> Point localization data
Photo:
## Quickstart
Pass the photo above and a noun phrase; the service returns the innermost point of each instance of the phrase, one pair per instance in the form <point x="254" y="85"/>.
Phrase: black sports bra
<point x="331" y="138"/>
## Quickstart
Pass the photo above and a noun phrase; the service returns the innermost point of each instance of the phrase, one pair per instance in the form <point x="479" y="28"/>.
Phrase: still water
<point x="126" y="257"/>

> What you should do
Please return all lines above in which the string "pair" is found.

> Exercise solution
Pass the photo above and a noun phrase; the service returns the innermost point of each instance of the phrase, one pair per instance in the form <point x="254" y="85"/>.
Pass the photo above and a noun phrase; the service returns the innermost point of each instance of the phrase, one pair per instance in the form <point x="479" y="28"/>.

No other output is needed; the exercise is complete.